Reproduce every line of the listing below, the requests included, and shift each answer point by subtracting 8 from both of its coordinates. Leave the coordinates in the format samples and the requests as they are.

—————

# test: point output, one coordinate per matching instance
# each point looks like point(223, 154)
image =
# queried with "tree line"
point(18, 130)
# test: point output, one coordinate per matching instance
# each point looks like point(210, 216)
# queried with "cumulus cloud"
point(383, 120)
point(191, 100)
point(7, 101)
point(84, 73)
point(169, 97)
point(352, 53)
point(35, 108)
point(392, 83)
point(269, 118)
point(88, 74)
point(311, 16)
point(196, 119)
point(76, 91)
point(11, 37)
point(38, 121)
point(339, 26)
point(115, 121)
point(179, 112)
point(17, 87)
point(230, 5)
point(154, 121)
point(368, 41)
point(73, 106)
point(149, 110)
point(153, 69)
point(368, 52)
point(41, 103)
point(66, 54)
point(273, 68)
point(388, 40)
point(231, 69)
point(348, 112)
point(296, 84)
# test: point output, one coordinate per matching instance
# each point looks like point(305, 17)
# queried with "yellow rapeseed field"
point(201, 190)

—————

Exercise response:
# test: point output, one coordinate per matching instance
# each point looks like point(223, 154)
image =
# queried with "tree line"
point(10, 122)
# test: point output, one coordinate per matching instance
# each point looks like point(210, 216)
# queried with "cumulus cloud"
point(375, 112)
point(183, 92)
point(-1, 93)
point(76, 65)
point(161, 89)
point(344, 45)
point(27, 100)
point(384, 75)
point(261, 110)
point(80, 66)
point(303, 8)
point(188, 111)
point(68, 83)
point(3, 29)
point(30, 113)
point(331, 18)
point(107, 113)
point(171, 104)
point(9, 79)
point(222, -3)
point(146, 113)
point(360, 33)
point(65, 98)
point(141, 102)
point(145, 61)
point(360, 44)
point(33, 95)
point(58, 46)
point(265, 60)
point(380, 32)
point(223, 61)
point(340, 104)
point(288, 76)
# test: point output, one coordinate per matching instance
# each point looks like point(305, 17)
# queried with "yellow rapeseed field"
point(193, 182)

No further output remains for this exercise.